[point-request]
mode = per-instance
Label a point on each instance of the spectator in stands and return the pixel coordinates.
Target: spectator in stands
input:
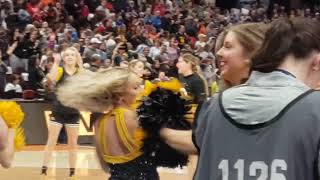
(13, 88)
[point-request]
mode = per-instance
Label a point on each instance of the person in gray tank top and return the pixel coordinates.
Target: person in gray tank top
(269, 127)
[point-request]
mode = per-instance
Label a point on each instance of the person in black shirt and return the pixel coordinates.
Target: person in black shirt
(194, 85)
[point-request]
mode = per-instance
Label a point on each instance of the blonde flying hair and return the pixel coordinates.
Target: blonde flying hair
(195, 61)
(96, 91)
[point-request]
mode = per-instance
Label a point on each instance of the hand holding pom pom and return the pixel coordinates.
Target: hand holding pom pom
(12, 114)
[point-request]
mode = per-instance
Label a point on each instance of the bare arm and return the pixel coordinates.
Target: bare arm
(180, 140)
(7, 154)
(3, 134)
(103, 164)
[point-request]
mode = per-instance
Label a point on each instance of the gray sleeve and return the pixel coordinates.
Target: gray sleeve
(199, 127)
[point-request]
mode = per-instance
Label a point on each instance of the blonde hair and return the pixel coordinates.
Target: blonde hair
(195, 61)
(249, 35)
(95, 91)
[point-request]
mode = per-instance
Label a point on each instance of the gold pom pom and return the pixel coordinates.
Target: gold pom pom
(12, 114)
(19, 140)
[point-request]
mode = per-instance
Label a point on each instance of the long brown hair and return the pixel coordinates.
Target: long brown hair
(194, 61)
(298, 37)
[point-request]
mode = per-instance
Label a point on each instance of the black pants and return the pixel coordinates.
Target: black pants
(141, 168)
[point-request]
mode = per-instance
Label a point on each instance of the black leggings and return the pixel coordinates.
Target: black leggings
(141, 168)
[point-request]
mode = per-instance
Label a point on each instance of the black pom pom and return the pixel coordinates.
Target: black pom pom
(163, 108)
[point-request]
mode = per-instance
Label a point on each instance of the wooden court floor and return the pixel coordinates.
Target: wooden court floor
(27, 164)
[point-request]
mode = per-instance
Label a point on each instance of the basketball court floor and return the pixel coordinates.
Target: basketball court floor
(27, 165)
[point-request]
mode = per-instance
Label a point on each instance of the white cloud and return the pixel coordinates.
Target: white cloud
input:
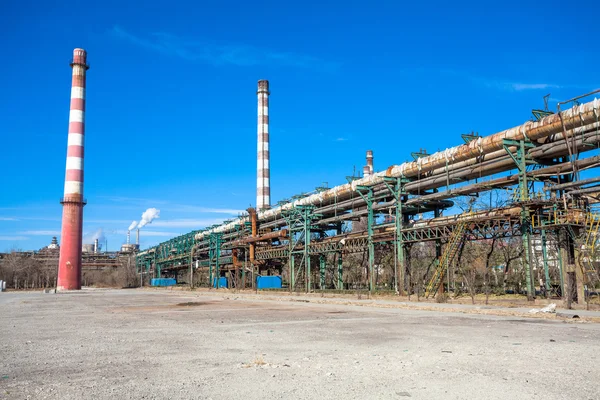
(8, 238)
(144, 232)
(200, 209)
(40, 233)
(533, 86)
(187, 223)
(221, 54)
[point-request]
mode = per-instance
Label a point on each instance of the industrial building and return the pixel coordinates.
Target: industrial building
(544, 168)
(372, 232)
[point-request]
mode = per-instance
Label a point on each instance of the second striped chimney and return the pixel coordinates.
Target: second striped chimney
(263, 174)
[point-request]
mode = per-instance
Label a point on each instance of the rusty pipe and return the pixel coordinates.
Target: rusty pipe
(577, 116)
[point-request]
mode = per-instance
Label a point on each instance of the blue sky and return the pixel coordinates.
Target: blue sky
(171, 104)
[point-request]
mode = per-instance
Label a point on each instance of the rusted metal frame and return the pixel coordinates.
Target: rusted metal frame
(573, 147)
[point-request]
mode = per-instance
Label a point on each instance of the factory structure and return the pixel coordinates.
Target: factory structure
(544, 167)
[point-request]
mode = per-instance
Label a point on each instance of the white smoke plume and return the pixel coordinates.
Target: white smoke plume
(91, 236)
(148, 216)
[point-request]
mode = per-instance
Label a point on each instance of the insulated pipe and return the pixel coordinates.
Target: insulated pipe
(571, 184)
(267, 236)
(263, 179)
(69, 263)
(254, 222)
(575, 117)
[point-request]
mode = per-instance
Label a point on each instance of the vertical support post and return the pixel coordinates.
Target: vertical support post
(244, 269)
(340, 272)
(545, 259)
(438, 255)
(292, 273)
(399, 264)
(579, 275)
(322, 264)
(521, 163)
(307, 223)
(367, 194)
(214, 253)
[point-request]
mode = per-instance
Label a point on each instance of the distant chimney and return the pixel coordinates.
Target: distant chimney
(263, 169)
(370, 161)
(366, 171)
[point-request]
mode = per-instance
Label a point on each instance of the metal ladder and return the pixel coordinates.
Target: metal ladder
(452, 247)
(592, 226)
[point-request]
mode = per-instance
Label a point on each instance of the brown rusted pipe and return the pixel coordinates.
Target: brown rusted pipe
(575, 117)
(254, 223)
(253, 239)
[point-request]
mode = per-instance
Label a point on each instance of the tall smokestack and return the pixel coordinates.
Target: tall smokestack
(263, 180)
(370, 161)
(69, 264)
(366, 171)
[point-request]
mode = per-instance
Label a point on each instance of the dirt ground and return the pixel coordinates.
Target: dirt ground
(156, 344)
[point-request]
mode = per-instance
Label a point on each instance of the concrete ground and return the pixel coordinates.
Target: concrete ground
(151, 344)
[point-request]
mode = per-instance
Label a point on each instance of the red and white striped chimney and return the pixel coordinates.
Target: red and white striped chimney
(370, 161)
(263, 172)
(69, 264)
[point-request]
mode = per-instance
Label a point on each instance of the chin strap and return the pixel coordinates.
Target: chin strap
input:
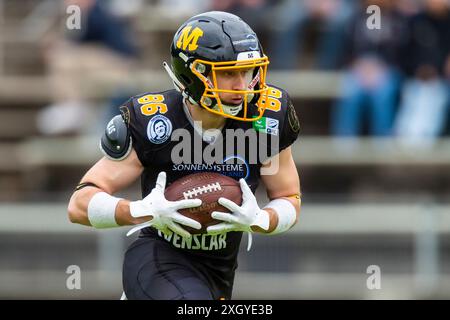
(178, 85)
(231, 110)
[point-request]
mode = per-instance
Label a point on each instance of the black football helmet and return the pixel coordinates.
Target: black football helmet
(218, 41)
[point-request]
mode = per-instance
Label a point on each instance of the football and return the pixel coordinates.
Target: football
(209, 187)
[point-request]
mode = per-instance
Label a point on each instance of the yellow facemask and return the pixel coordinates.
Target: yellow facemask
(212, 90)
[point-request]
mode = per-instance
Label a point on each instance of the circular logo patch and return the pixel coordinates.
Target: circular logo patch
(159, 129)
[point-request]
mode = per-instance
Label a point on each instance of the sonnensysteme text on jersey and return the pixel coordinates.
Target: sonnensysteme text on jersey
(237, 146)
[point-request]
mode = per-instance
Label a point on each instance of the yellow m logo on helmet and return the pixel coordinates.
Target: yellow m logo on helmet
(189, 38)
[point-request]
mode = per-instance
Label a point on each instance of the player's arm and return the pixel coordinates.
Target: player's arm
(284, 185)
(93, 203)
(106, 176)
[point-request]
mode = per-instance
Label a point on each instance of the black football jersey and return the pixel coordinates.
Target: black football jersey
(165, 139)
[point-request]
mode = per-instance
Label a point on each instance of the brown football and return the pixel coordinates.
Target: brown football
(209, 187)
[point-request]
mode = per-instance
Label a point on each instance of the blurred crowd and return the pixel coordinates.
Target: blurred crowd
(396, 77)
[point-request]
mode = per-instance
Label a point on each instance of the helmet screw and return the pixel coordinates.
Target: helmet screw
(200, 68)
(207, 101)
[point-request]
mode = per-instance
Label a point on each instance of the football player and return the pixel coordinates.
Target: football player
(219, 71)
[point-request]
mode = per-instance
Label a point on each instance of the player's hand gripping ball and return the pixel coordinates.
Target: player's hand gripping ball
(209, 187)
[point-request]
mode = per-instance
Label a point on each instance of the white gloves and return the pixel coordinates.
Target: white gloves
(242, 217)
(164, 212)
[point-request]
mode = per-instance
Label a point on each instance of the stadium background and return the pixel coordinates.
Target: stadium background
(370, 197)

Exercise requirements
All of the records above must be copied exactly, except for the pictures.

Written response
[point-request]
mode = per-instance
Label a point on each instance of the spectator in stands and return the pixel coordinates.
Target: spectator in stands
input:
(13, 88)
[point-request]
mode = per-instance
Label a point on each instance of the person in gray tank top and return the pixel coordinates.
Target: person in gray tank top
(269, 127)
[point-request]
mode = per-instance
Label a point on each instance of the person in black shirt and return the pixel coordinates.
Target: person in black shirt
(194, 85)
[point-request]
mode = per-instance
Label a point on each instance of the blonde flying hair and return the pixel coordinates.
Target: blonde flying hair
(195, 61)
(96, 91)
[point-request]
mode = per-instance
Label a point on each instance of the hand holding pom pom and return the pixel coordinates.
Target: hand holding pom pom
(12, 114)
[point-request]
mode = per-instance
Label a point on each instance of the bare arm and return the pixel coordinates.
Target: bare arm
(180, 140)
(7, 154)
(3, 134)
(103, 164)
[point-request]
mode = per-instance
Label a point on each instance of the gray sleeve and return the pixel coordinates.
Target: gray sleeve
(199, 127)
[point-request]
mode = per-instance
Label a point on each instance of the blonde hair and return the pixel coordinates.
Target: blonde hair
(195, 61)
(249, 35)
(95, 91)
[point-request]
mode = per-instance
Label a point on each instance of the gold pom pom and return the pixel coordinates.
Target: gold pom pom
(12, 114)
(19, 140)
[point-request]
mode = per-instance
Label a point on each instance of the long brown hair and return the pixel coordinates.
Target: long brown hair
(194, 61)
(298, 37)
[point-request]
mode = per-instance
Label a point on each instance of the black pants and return the pixel coordinates.
Target: black pants
(141, 168)
[point-request]
mode = per-instance
Label a point on each instance of the black leggings and return the pixel coordinates.
Target: black leggings
(141, 168)
[point-request]
mode = per-instance
Label a point on each instance of the black pom pom and return the pixel coordinates.
Target: black pom pom
(163, 108)
[point-request]
mode = per-instance
Label a point on each instance of the wooden court floor and return the pixel coordinates.
Target: wooden court floor
(27, 164)
[point-request]
mode = per-instance
Label a point on each instance of the basketball court floor and return the pixel coordinates.
Target: basketball court floor
(27, 165)
[point-request]
mode = per-instance
Label a point on each instance of the white cloud and return the pixel coordinates.
Target: white cloud
input:
(8, 238)
(144, 232)
(200, 209)
(40, 233)
(533, 86)
(187, 223)
(221, 54)
[point-request]
mode = per-instance
Label a point on each instance of the industrial building and return the pixel coordinates.
Target: industrial building
(544, 168)
(372, 232)
[point-request]
mode = per-instance
Label a point on each instance of the second striped chimney and return the pixel coordinates.
Target: second striped chimney
(263, 174)
[point-request]
mode = per-instance
Label a point on each instance of the rusty pipe and return the pixel coordinates.
Target: rusty pipe
(577, 116)
[point-request]
mode = per-instance
Label a point on each instance of the blue sky and return the pixel coordinates.
Target: blue sky
(171, 104)
[point-request]
mode = per-instance
Label a point on each instance of the rusted metal frame and return the pixel coordinates.
Target: rusted metal frame
(573, 147)
[point-request]
mode = per-instance
Label a point on each instance of the factory structure and return the pixel coordinates.
Target: factory structure
(544, 167)
[point-request]
mode = per-instance
Label a point on each instance of the white smoke plume and return the pixel coordinates.
Target: white smoke plume
(91, 236)
(148, 216)
[point-request]
mode = per-instance
Label a point on each instance of the insulated pipe and return the pixel coordinates.
Target: insulated pipe
(571, 184)
(267, 236)
(263, 179)
(69, 263)
(254, 222)
(575, 117)
[point-request]
mode = per-instance
Label a point on each instance of the vertical support post and return the pixel coordinates.
Target: vertical support post
(244, 269)
(340, 272)
(545, 259)
(438, 255)
(292, 273)
(399, 264)
(579, 275)
(322, 264)
(521, 163)
(307, 223)
(367, 194)
(214, 253)
[point-request]
mode = per-instance
Label a point on each instance of the distant chimney and return the pixel coordinates.
Target: distant chimney
(263, 169)
(370, 161)
(366, 171)
[point-request]
mode = per-instance
Label a point on each instance of the metal ladder and return the pixel coordinates.
Target: metal ladder
(452, 247)
(592, 226)
[point-request]
mode = per-instance
Label a point on each instance of the brown rusted pipe and return the pixel coordinates.
Target: brown rusted pipe
(575, 117)
(254, 223)
(253, 239)
[point-request]
mode = per-instance
Label a point on each instance of the tall smokestack and return the pixel coordinates.
Target: tall smokestack
(263, 180)
(370, 161)
(69, 264)
(366, 171)
[point-request]
mode = per-instance
Label a point on each instance of the dirt ground and return the pixel coordinates.
Target: dirt ground
(156, 344)
[point-request]
mode = per-instance
Label a point on each instance of the concrete ground and return the pixel coordinates.
Target: concrete ground
(151, 344)
[point-request]
mode = per-instance
Label a point on each instance of the red and white striped chimney and return the pixel coordinates.
Target: red and white striped chimney
(370, 161)
(263, 172)
(69, 264)
[point-request]
mode = per-instance
Label a point on each instance of the chin strap and return the pixel coordinates.
Target: chin strap
input:
(178, 85)
(231, 110)
[point-request]
mode = per-instance
Label a point on each instance of the black football helmet and return the pixel coordinates.
Target: black football helmet
(218, 41)
[point-request]
mode = per-instance
Label a point on each instance of the football and return the pixel coordinates.
Target: football
(209, 187)
[point-request]
mode = per-instance
Label a point on each instance of the yellow facemask and return the pixel coordinates.
Target: yellow facemask
(212, 90)
[point-request]
mode = per-instance
Label a point on each instance of the circular logo patch and return the pixel coordinates.
Target: circular logo patch
(159, 129)
[point-request]
mode = per-instance
Label a point on each instance of the sonnensysteme text on jersey and return the pixel coordinates.
Target: sonnensysteme text on jersey
(237, 146)
[point-request]
mode = per-instance
Label a point on each instance of the yellow m logo on helmet and return the pixel coordinates.
Target: yellow m logo on helmet
(189, 38)
[point-request]
mode = per-instance
Label a point on each instance of the player's arm and return the pixel coordinates.
Target: player's arm
(284, 185)
(93, 203)
(106, 176)
[point-request]
mode = per-instance
Label a point on each instance of the black football jersey and return the pixel coordinates.
Target: black football jersey
(165, 139)
[point-request]
mode = per-instance
Label a point on each instance of the brown football and return the pixel coordinates.
Target: brown football
(209, 187)
[point-request]
mode = per-instance
Label a point on each instance of the blurred crowd and return the pixel coordinates.
Target: blurred crowd
(396, 77)
[point-request]
mode = per-instance
Label a point on each instance of the helmet screw and return the pixel coordinates.
Target: helmet screw
(200, 68)
(207, 101)
[point-request]
mode = per-instance
Label a point on each instance of the football player and return the pixel coordinates.
Target: football player
(219, 71)
[point-request]
mode = per-instance
Label a point on each instance of the player's hand gripping ball and return the pixel coordinates.
Target: player's hand gripping ball
(209, 187)
[point-request]
mode = per-instance
Label a point on each instance of the white gloves and return the pixel coordinates.
Target: white gloves
(242, 217)
(164, 212)
[point-request]
mode = per-instance
Label a point on each instance of the stadium background and return the pixel coordinates.
Target: stadium background
(370, 197)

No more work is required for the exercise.